Dataset records:
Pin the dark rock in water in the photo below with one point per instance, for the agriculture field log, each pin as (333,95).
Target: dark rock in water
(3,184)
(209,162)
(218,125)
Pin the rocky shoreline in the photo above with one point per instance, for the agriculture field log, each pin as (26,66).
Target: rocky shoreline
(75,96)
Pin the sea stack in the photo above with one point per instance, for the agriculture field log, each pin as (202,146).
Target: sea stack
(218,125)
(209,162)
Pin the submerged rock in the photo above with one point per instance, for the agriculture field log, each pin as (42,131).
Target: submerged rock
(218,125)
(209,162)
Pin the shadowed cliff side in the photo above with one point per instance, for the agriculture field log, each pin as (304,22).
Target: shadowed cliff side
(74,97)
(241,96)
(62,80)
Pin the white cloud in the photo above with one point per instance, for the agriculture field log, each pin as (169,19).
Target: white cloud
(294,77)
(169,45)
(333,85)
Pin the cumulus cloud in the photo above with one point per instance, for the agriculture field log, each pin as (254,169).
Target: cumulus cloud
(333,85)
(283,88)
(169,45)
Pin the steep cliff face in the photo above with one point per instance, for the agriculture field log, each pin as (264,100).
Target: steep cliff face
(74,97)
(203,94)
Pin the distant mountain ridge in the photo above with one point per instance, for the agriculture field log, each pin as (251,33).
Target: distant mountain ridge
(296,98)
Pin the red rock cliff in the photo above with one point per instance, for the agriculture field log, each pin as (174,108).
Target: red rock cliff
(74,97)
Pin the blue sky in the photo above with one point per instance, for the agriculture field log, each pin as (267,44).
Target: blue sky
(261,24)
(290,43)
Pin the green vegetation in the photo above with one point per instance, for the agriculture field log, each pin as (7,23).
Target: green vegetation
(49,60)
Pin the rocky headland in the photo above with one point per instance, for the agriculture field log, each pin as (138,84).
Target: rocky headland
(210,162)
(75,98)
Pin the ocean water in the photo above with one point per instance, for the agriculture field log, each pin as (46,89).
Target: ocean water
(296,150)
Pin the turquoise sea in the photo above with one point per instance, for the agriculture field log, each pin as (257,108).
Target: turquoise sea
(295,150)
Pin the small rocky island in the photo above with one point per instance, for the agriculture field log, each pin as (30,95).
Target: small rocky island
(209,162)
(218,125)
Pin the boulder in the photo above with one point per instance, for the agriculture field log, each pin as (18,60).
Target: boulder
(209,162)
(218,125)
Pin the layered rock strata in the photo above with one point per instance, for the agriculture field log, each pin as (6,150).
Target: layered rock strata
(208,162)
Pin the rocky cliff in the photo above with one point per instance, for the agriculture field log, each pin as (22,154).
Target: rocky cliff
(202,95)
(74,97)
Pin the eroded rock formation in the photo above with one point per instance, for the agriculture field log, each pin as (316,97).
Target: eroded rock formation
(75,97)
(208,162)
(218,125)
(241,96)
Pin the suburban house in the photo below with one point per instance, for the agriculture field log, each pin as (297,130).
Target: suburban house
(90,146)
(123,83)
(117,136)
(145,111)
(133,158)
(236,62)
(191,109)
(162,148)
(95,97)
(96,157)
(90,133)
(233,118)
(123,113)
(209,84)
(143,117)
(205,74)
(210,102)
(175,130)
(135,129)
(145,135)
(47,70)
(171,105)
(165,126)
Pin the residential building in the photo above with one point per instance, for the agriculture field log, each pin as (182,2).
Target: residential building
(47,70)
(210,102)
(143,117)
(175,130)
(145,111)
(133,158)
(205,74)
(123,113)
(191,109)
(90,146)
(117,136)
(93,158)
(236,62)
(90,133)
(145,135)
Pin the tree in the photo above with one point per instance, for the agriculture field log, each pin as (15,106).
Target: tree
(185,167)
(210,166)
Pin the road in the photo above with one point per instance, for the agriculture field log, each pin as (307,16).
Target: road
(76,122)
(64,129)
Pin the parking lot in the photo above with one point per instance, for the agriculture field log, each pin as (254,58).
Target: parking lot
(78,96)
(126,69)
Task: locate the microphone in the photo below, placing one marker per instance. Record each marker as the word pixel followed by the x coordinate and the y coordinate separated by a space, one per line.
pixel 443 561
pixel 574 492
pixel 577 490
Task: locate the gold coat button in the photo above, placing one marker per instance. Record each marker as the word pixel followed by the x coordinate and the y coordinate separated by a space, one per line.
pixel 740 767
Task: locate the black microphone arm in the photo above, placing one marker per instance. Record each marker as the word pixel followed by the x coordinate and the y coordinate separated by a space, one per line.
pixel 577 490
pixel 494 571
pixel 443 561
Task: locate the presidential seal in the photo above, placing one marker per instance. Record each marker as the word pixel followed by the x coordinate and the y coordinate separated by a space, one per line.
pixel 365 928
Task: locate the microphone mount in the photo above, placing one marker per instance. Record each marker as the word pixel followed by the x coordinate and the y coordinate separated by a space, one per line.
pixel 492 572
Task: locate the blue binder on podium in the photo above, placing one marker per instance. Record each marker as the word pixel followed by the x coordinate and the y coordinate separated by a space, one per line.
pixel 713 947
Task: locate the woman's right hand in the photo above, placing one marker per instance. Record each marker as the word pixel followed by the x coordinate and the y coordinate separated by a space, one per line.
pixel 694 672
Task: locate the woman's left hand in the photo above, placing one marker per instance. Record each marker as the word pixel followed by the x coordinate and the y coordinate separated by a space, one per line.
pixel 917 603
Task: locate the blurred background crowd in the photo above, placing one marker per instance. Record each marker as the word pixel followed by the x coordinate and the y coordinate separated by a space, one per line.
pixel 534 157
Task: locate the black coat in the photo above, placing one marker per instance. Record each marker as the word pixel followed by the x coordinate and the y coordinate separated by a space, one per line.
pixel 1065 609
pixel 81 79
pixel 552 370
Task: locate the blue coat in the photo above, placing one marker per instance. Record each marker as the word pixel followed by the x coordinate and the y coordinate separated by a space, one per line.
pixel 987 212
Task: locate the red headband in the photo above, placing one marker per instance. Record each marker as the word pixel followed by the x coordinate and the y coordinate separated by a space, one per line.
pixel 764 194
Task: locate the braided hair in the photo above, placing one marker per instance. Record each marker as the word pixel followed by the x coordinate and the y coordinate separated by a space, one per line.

■ Work instructions ■
Please copy the lines above from the line with "Pin the white" up to and including the line with "Pin the red", exactly as written and with nothing else.

■ Written solution ■
Pin the white cloud in the photo above with one point per instance, for the agriculture field log, each pin as (169,19).
Target: white cloud
(294,77)
(169,45)
(333,85)
Pin the cumulus cloud in the photo above with one point per instance, for the agriculture field log, each pin as (254,169).
Target: cumulus cloud
(333,85)
(283,88)
(169,45)
Pin the steep cliff face in the photo above with one point per instance, for the agriculture field log, each pin as (264,100).
Target: steep cliff face
(74,97)
(203,94)
Pin the distant mountain ridge in the photo above with one point per instance, for the agriculture field log, each pin as (251,33).
Target: distant mountain ridge
(296,98)
Pin the red rock cliff in the photo above with one point per instance, for the agriculture field log, each pin as (174,108).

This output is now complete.